● **TASK TO COMPLETE**
Reproduce only the lines from the start through the line containing "227], [619, 227]]", swapping "siding" for "cladding" and leaving everything else unchanged.
— BEGIN DATA TO PROCESS —
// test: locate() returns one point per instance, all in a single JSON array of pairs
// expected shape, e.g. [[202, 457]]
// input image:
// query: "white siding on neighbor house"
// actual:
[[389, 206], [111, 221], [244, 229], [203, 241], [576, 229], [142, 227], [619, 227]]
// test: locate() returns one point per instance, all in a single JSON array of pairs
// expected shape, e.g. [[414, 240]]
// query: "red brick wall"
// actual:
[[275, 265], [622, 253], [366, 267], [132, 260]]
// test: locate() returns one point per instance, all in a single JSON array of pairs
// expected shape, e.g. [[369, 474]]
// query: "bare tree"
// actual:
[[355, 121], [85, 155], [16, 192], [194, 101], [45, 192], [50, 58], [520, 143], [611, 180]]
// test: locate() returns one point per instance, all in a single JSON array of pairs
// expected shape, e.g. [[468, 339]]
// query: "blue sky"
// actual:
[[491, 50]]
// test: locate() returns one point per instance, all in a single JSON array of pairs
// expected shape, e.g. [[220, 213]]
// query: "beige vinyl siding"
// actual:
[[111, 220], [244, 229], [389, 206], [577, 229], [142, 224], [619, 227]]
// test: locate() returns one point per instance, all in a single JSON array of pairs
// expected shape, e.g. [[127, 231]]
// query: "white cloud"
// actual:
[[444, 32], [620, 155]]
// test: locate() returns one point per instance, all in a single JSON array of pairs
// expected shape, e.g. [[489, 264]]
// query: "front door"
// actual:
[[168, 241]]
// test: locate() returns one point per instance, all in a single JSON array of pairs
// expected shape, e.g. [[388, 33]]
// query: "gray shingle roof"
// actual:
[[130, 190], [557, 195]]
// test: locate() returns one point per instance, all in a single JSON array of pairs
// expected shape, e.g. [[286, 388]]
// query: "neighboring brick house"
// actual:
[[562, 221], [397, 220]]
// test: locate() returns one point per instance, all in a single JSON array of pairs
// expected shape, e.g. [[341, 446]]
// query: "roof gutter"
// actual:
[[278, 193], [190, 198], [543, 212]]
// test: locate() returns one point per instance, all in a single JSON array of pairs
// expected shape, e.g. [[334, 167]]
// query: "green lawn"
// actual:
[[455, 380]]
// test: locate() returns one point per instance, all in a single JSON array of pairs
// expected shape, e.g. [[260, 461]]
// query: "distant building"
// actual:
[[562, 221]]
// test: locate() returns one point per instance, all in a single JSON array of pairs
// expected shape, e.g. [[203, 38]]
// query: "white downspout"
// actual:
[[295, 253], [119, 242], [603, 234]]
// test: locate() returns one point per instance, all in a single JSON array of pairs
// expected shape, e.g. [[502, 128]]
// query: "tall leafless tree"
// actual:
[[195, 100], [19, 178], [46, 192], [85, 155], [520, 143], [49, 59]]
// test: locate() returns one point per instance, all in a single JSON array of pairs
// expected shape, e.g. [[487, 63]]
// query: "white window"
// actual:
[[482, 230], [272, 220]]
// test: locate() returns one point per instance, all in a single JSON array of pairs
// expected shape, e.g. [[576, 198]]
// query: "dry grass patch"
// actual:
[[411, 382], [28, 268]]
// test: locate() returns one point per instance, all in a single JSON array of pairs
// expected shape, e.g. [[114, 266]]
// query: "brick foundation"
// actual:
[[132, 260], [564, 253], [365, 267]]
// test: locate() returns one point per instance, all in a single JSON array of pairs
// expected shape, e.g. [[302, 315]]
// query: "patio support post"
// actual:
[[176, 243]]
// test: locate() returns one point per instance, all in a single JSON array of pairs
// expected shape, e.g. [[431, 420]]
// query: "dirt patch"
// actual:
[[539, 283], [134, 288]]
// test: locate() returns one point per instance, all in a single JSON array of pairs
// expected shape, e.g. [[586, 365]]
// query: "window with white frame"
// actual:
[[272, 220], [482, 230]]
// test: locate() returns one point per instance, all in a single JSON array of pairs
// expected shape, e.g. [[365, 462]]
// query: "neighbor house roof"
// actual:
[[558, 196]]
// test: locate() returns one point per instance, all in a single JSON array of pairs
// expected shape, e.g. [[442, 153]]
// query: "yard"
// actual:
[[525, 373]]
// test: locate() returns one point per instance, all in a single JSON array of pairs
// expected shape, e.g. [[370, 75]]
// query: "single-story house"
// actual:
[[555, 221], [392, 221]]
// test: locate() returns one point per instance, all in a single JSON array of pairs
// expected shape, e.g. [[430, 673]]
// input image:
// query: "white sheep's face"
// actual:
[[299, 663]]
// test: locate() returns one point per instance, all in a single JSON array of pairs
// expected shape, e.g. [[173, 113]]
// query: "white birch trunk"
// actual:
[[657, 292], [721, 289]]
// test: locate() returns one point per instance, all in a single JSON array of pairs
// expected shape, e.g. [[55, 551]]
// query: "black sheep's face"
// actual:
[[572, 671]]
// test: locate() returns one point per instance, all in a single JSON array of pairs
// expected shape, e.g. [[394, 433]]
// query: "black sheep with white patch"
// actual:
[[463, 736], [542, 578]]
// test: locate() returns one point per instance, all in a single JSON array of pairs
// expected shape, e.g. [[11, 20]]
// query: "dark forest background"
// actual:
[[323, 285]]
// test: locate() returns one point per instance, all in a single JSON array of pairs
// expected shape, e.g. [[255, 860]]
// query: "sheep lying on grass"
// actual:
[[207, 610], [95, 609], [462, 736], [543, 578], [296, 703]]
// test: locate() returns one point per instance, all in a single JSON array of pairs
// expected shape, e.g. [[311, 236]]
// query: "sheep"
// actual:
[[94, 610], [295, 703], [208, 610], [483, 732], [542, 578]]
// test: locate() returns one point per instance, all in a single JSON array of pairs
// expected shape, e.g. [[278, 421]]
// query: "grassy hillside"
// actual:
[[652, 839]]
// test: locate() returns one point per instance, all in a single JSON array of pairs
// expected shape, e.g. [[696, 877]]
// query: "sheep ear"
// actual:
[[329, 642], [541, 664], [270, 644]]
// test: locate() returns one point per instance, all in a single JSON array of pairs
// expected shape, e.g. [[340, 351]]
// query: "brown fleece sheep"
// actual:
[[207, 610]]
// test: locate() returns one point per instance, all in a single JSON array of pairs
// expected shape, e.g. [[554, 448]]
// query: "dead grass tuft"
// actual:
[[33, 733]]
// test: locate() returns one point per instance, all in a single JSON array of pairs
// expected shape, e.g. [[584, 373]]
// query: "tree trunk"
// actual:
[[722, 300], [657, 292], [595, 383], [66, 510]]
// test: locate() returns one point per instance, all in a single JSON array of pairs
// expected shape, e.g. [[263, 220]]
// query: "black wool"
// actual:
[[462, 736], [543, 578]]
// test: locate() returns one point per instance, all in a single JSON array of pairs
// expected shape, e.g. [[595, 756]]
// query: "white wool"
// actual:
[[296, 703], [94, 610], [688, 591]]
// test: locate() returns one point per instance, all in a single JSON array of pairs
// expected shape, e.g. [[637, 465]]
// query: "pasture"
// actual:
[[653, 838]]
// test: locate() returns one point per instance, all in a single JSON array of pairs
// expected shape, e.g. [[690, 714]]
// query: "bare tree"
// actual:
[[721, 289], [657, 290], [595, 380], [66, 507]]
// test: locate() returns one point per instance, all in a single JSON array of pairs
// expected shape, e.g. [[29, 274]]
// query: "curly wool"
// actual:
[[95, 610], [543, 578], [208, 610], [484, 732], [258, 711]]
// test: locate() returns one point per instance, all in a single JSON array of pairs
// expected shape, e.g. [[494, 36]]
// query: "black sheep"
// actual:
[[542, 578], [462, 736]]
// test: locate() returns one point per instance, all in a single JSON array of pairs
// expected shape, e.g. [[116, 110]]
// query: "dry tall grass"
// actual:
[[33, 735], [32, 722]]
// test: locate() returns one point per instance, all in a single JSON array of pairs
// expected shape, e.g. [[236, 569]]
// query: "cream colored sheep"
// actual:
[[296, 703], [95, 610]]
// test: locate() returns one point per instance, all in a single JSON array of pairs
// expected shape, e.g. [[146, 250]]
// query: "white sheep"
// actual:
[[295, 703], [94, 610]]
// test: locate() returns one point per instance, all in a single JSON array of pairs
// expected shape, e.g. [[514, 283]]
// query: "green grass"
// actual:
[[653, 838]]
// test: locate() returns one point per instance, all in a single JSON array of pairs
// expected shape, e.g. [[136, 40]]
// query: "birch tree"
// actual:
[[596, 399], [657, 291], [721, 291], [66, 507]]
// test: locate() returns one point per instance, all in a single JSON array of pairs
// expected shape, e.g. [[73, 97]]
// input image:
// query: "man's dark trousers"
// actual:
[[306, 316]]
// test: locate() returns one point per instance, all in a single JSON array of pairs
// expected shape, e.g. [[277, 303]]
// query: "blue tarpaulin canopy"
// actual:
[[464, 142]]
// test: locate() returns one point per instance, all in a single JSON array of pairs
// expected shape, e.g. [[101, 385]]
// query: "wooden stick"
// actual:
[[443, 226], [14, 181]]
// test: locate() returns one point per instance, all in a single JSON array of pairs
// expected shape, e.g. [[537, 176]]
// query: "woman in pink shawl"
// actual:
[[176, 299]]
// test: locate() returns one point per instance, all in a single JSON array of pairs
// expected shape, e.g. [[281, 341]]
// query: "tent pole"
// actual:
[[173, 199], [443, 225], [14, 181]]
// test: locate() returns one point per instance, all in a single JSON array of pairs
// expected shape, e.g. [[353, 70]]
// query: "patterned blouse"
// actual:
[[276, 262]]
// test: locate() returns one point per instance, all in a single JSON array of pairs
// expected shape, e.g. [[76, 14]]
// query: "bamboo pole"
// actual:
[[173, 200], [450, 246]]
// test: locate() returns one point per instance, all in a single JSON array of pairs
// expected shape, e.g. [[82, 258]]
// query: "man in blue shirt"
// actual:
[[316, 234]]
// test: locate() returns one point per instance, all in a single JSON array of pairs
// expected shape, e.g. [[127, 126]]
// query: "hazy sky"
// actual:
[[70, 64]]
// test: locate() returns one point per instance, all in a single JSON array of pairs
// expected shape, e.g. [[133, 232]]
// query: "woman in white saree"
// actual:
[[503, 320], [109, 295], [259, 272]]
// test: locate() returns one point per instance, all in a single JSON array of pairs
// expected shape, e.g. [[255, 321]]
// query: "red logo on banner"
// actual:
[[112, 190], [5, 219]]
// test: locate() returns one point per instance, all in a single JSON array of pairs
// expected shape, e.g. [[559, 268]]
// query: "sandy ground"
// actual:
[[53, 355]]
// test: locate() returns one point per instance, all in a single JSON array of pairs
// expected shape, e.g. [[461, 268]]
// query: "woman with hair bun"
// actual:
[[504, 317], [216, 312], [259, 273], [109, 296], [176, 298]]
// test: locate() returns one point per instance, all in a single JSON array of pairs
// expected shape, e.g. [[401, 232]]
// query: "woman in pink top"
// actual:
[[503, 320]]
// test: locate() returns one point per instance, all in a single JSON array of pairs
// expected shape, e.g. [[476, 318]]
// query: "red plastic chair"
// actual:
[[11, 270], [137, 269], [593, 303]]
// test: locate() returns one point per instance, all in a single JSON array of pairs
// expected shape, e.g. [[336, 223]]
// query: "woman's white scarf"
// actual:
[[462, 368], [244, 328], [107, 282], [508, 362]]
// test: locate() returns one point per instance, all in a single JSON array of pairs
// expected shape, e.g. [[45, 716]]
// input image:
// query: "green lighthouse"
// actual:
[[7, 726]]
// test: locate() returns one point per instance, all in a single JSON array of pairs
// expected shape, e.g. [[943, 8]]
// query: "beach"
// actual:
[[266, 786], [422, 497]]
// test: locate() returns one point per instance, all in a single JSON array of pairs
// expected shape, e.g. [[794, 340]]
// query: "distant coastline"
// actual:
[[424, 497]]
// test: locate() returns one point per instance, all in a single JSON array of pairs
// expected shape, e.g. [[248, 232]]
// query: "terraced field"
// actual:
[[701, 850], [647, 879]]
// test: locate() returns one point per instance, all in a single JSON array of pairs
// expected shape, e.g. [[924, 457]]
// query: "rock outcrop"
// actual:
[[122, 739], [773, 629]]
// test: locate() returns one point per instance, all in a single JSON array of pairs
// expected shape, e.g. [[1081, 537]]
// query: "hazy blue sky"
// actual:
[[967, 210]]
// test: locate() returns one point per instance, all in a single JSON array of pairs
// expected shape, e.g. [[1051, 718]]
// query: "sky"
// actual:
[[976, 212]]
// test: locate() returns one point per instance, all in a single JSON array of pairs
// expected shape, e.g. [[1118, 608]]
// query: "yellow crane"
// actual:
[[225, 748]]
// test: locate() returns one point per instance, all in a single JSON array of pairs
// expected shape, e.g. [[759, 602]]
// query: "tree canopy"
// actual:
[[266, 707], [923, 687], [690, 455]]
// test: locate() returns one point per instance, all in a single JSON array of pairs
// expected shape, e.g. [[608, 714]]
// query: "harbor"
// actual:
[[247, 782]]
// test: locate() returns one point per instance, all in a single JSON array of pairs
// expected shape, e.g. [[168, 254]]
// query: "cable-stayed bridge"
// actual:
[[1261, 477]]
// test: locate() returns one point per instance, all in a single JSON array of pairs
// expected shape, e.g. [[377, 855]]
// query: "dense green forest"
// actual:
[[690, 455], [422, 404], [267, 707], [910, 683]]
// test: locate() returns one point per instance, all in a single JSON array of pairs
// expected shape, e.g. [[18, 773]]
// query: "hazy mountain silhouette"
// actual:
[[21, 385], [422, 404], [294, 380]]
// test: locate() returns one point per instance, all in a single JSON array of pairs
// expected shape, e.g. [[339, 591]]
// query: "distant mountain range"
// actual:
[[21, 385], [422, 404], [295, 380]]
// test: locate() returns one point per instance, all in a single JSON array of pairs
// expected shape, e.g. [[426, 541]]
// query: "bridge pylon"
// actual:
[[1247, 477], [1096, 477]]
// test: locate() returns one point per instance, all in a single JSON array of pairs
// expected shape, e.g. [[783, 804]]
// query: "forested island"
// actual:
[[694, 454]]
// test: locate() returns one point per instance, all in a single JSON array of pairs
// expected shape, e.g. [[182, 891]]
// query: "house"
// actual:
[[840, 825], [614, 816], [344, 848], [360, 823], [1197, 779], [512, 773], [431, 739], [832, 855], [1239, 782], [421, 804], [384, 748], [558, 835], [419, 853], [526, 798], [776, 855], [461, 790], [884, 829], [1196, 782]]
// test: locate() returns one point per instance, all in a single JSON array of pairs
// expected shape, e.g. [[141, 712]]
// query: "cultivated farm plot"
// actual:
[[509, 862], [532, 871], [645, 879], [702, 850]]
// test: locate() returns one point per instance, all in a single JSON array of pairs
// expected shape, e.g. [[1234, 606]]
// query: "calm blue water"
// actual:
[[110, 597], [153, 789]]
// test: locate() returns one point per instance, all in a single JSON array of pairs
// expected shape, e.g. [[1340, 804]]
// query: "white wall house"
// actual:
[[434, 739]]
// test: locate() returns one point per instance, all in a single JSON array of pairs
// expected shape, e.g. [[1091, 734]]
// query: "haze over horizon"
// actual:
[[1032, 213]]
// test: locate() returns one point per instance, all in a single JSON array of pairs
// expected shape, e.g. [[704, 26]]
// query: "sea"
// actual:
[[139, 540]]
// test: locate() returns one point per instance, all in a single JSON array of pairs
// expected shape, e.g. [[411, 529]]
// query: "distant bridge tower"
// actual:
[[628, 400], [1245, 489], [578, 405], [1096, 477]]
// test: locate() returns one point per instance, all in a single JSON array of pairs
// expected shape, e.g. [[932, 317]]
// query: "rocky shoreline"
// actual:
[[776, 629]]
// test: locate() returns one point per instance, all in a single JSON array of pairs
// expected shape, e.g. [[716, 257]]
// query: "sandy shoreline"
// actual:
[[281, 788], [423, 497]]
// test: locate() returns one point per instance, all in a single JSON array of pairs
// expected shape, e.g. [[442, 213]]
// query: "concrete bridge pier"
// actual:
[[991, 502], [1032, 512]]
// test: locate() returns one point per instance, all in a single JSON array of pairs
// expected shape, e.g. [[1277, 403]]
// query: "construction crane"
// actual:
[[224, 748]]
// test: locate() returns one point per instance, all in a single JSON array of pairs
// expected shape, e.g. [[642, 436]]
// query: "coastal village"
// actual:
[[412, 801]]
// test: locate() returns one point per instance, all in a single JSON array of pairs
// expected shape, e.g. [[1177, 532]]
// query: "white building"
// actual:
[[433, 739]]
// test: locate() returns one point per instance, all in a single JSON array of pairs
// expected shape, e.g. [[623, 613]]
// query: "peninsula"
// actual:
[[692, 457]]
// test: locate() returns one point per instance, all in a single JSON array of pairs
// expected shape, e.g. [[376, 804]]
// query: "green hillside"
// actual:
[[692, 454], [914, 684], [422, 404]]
— END DATA TO PROCESS —
● **ANSWER TO THIS PROBLEM**
// test: locate() returns one point per instance, all in a single JSON array of pairs
// expected shape, e.g. [[202, 457]]
// input image:
// query: "white cladding on neighbor house"
// actual:
[[389, 206], [111, 221], [244, 229], [203, 241], [576, 229], [142, 227], [619, 227]]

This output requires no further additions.